**Task to carry out:** Take the data below and copy exactly the lines starting at the one with "the white collared" and finishing at the one with "the woman's face", both included.
....
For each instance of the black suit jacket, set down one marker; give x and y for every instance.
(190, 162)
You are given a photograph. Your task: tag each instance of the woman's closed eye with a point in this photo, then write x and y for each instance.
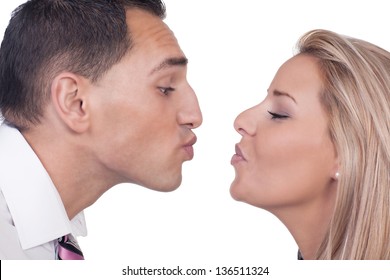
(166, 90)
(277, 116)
....
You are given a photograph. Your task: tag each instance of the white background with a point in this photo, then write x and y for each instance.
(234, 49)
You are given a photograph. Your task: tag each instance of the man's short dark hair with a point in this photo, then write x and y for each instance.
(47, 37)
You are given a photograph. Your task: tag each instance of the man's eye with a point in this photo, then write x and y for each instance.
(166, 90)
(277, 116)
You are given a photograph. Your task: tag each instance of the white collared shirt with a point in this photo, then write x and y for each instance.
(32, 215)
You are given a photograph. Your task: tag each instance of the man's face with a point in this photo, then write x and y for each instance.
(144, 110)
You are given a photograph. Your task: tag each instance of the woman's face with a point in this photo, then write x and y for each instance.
....
**Task response:**
You are given a photograph. Your task: tag each instance of the white collared shirt with a point in this photo, then write x and y for each instance.
(32, 215)
You are given a photograph. Your task: tag each instance of the man's face with a point in this photo, then write x and y for each instance.
(144, 110)
You are given a photograph. Your task: tag each instance of the woman's face with a point in this photo, then write x and y for each instance.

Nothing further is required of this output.